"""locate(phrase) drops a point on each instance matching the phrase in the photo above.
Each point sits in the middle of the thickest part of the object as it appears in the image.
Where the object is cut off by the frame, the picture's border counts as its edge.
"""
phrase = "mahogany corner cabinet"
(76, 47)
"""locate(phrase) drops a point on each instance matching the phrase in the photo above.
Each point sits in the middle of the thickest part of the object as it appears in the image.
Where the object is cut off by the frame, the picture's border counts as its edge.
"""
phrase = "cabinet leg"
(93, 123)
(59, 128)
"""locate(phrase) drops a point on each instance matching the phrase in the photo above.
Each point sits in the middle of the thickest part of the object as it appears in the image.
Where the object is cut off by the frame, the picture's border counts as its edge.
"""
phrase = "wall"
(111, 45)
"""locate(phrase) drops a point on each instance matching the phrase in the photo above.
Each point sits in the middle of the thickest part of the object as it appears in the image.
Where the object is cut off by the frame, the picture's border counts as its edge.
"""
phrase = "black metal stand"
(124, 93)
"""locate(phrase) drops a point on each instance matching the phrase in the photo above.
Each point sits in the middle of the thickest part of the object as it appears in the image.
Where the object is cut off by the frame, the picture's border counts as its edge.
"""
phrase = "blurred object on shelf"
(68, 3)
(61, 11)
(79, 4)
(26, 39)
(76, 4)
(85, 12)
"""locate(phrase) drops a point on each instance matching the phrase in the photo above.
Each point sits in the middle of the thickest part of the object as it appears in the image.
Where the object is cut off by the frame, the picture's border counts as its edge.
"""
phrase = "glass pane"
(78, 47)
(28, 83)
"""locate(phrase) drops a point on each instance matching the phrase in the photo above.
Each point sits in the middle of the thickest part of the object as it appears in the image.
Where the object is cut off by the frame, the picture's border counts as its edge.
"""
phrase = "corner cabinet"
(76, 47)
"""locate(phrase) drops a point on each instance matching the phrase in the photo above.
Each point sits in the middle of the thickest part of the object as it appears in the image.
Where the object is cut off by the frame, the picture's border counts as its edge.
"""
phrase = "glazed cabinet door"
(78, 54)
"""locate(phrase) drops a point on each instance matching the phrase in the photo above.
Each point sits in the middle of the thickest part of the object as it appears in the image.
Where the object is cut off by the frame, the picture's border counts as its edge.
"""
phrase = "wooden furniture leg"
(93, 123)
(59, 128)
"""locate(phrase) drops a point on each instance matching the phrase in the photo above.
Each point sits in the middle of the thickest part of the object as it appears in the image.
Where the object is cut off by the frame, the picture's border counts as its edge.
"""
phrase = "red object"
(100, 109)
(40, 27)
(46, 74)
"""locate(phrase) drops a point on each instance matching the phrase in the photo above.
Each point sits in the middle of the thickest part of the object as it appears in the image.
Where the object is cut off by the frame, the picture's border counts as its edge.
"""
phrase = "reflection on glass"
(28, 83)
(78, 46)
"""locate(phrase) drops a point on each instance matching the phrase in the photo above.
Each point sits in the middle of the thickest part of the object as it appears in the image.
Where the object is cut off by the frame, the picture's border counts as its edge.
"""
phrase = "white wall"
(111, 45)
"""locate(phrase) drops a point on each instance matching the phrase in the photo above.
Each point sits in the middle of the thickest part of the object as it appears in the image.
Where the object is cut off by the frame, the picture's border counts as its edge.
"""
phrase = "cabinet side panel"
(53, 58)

• • • • •

§ **Exercise description**
Set all of the entries down again, exactly as they were given.

§ **The output**
"""locate(phrase) drops a point on each instance matching the phrase in the photo above.
Each point sits in the middle of the thickest part of the object as it appears in the image.
Where the object is cut off by the frame, the picture's border counts as its edge.
"""
phrase = "mahogany corner cabinet"
(76, 47)
"""locate(phrase) drops a point on each instance matching the phrase in the photo above.
Each point sits in the middle of the thickest part of the object as it appears in the image.
Where the object is cut off by the frame, the picture's border counts as its edge.
"""
phrase = "cabinet leg"
(93, 123)
(59, 128)
"""locate(phrase) drops a point on each instance matching the phrase in the photo above.
Each point sits in the middle of the thickest part of the object as it appears in the image.
Where the object is cut off by the frame, the picture's border counts as its edge.
"""
phrase = "wall"
(111, 45)
"""locate(phrase) drops a point on each instance matching the phrase in the photo above.
Each point sits in the middle of the thickest part of the object as it appears in the image.
Where the object is cut off by the frame, the picture's border counts as its edge.
"""
phrase = "black metal stand"
(124, 93)
"""locate(phrase) drops a point on each instance matching the phrase in the photo above.
Each point sits in the middle of the thickest part of the object as it appears in the image.
Where the object is cut off by the frame, the picture's border counts as its edge.
"""
phrase = "blurred object on shelf"
(68, 3)
(61, 11)
(79, 4)
(26, 39)
(76, 4)
(85, 12)
"""locate(phrase) drops a point on each instance matching the phrase in the photo above.
Each point sits in the middle of the thickest part of the object as it appears in the image.
Where the object is cut off by the frame, the picture's border counts as its edge.
"""
phrase = "glass pane"
(78, 47)
(28, 83)
"""locate(phrase) drops a point on each instance matching the phrase in the photo above.
Each point sits in the middle of the thickest part of the object as it appears in the image.
Where the object is cut off by the frame, the picture's border counts as its edge.
"""
phrase = "corner cabinet"
(76, 47)
"""locate(phrase) drops a point on each instance matching the phrase in the photo above.
Each point sits in the middle of the thickest part of the object as it appears in the image.
Where the object is cut off by the frame, the picture's border counts as its edge.
"""
phrase = "glazed cabinet door"
(78, 54)
"""locate(phrase) drops a point on each instance matching the phrase in the photo above.
Each point sits in the middle of the thickest part of the object as it appears in the image.
Where the object is cut off by the frame, the picture's border counts as its edge.
"""
phrase = "wooden furniture leg"
(93, 123)
(59, 128)
"""locate(phrase) drops a point on each instance matching the phrase in the photo above.
Each point sits in the middle of the thickest part of the object as it appears in the image.
Where the object is cut off by the frame, the picture's border counts as its edge.
"""
phrase = "red object"
(100, 109)
(40, 27)
(46, 74)
"""locate(phrase) drops a point on each instance matching the phrase in the photo above.
Each point sits in the middle of the thickest part of the object as it appears in the image.
Where the object is cut off by the frame, the picture's border counts as its edge.
"""
phrase = "reflection on glass"
(28, 83)
(78, 46)
"""locate(phrase) drops a point on each instance matching the phrase in the photo above.
Each point sits in the middle of the thickest part of the object as it appears in the image.
Where the object is cut off by the frame, the picture's border counts as its edge.
"""
phrase = "white wall"
(111, 45)
"""locate(phrase) drops a point on each instance matching the phrase in the photo above.
Each point sits in the middle of the thickest part of the object as it appears in the image.
Where the object is cut off by the frame, the picture's border counts as its edge.
"""
phrase = "cabinet side panel"
(53, 58)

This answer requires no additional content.